Task instructions
Repeat the material below line for line, without altering any character.

========================================

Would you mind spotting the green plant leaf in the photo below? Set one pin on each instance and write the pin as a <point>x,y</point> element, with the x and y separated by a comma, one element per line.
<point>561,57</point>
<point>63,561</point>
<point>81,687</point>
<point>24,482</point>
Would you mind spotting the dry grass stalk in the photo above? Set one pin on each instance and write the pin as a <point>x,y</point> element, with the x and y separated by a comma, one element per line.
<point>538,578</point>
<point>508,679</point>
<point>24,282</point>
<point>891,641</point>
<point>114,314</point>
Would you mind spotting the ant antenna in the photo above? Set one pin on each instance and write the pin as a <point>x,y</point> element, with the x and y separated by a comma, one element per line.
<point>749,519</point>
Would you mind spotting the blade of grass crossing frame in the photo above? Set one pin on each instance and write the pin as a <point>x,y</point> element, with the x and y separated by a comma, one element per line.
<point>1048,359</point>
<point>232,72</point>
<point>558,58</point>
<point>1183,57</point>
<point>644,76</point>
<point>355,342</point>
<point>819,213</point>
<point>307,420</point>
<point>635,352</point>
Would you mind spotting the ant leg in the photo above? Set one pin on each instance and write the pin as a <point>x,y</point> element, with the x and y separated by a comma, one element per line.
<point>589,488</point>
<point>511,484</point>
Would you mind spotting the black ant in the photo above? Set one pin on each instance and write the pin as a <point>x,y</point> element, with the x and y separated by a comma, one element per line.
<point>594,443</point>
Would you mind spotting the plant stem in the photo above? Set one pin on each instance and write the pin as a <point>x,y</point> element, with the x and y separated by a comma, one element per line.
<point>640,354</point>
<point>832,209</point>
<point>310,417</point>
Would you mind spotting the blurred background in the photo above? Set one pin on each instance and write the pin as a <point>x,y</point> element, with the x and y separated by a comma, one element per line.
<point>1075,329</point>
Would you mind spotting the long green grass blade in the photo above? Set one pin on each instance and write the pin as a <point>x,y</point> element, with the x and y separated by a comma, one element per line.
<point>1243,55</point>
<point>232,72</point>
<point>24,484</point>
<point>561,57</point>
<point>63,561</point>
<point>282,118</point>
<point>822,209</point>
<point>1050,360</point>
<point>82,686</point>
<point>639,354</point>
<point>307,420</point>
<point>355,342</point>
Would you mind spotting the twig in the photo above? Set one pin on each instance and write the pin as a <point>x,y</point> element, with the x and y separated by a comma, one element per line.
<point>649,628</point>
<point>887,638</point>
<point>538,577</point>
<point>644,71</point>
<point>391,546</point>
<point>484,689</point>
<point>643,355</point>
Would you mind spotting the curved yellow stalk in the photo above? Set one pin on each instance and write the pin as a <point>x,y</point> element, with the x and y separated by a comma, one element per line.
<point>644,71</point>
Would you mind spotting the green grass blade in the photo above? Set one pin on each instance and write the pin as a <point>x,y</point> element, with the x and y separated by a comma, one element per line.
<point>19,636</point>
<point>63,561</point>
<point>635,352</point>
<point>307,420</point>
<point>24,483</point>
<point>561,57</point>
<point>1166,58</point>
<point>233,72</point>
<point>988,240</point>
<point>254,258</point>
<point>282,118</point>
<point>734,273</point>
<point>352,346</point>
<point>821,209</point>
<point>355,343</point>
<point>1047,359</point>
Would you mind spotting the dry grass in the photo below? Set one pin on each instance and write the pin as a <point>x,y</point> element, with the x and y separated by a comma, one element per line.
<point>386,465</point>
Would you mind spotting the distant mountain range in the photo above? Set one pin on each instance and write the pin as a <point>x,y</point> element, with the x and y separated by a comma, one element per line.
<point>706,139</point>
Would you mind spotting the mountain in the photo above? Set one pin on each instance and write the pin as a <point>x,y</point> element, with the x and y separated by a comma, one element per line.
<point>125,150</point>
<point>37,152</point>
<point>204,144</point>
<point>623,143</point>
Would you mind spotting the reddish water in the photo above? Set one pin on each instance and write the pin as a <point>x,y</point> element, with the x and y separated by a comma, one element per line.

========================================

Output of the task
Would you mind spotting the green plant leaf in the photo below? Set one pin on each instance and write the pin as a <point>x,y</point> element, with the x and y separated by a comma, one element per line.
<point>561,57</point>
<point>63,561</point>
<point>81,687</point>
<point>24,482</point>
Would you mind spotting the dry grass stalk in the photo above? Set one pin on each instance and write the pin as a <point>x,y</point> element, with the x and y separated by a comma, one element per line.
<point>538,578</point>
<point>508,679</point>
<point>24,282</point>
<point>891,641</point>
<point>114,314</point>
Would you mind spotting the ant antenna in the photo above? Set one pin on each instance and write the pin as a <point>x,y</point> element, with the x and y separated by a comma, one element per line.
<point>749,519</point>
Would you mind spotting the blade of grass crossing frame in the photo above? Set one pin on each instance and write the pin as a <point>x,y</point> element, with the x and y separated by a comma, one element per line.
<point>1048,359</point>
<point>232,72</point>
<point>558,58</point>
<point>1183,57</point>
<point>644,76</point>
<point>355,342</point>
<point>819,213</point>
<point>307,420</point>
<point>635,352</point>
Would you mind spotting the ant leg in the photo above? Set one pin on each instance and write the pin as a <point>x,y</point> element, with the x and y separated by a comma, one element per line.
<point>589,488</point>
<point>511,484</point>
Would you mind spotting the black ant in the photo above? Set one pin on each instance and write the pin as a <point>x,y</point> element, with the x and y separated by a comma, one element per line.
<point>594,443</point>
Would you mind spotting the plant stem in the photo above? Set one pin on each instance and write the pin as a <point>x,y</point> element, with the x and y separated by a comma, one element per line.
<point>640,354</point>
<point>832,209</point>
<point>310,417</point>
Would you mind spotting the blurred background in the photo above? Set one pin on each instance and write the pin as a <point>x,y</point> element, with the x and y separated by a comma, one element per line.
<point>1075,329</point>
Would you mind spotting the long green grass blade in the photo above? Set one pin on each instance and write the pin as a <point>x,y</point> element, with the x and y separated by a comma, one element per line.
<point>1243,55</point>
<point>232,72</point>
<point>24,484</point>
<point>561,57</point>
<point>63,561</point>
<point>282,118</point>
<point>822,209</point>
<point>1050,360</point>
<point>82,686</point>
<point>639,354</point>
<point>307,420</point>
<point>355,342</point>
Would you mind spotting the twig in the photo above? Set one pin on each instance and write the pin as a <point>x,y</point> element, with the x and y separated by a comma, one element per line.
<point>649,628</point>
<point>887,638</point>
<point>538,577</point>
<point>644,71</point>
<point>391,546</point>
<point>484,689</point>
<point>643,355</point>
Would you mind spotting the curved yellow stalk in the photo above? Set one pin on each instance and write the pin as a <point>x,y</point> element, with the x and y separated by a comma, one element per line.
<point>644,71</point>
Would you mind spotting the green grass blade in the photo above? Set one pin on each instance and write the pin as a <point>x,y</point> element, with the x and y separated by a comma, one element per line.
<point>19,636</point>
<point>63,561</point>
<point>635,352</point>
<point>307,420</point>
<point>24,483</point>
<point>561,57</point>
<point>1166,58</point>
<point>233,72</point>
<point>988,240</point>
<point>254,258</point>
<point>282,118</point>
<point>734,273</point>
<point>352,346</point>
<point>821,209</point>
<point>355,343</point>
<point>1047,359</point>
Would you mind spotting the dry grass in the photo below? Set one pin on each instance and write the pin as a <point>x,y</point> element, with the x and y separated by a comma, one element per line.
<point>386,465</point>
Would you mind spotting the distant mountain range in the photo above? Set one pin on each instance and write the pin as a <point>x,y</point> element, with the x and y separated by a comma, one element per line.
<point>706,139</point>
Would you mind spotting the mountain in the photo above? Set one pin on each instance and write the pin as a <point>x,y</point> element, with the x and y separated by a comma, one element per line.
<point>125,150</point>
<point>37,152</point>
<point>204,144</point>
<point>623,143</point>
Would you mind spotting the reddish water in the photo above? Set one pin on each instance and write the pin as a <point>x,y</point> element, with the x and y separated by a comma, one element per line.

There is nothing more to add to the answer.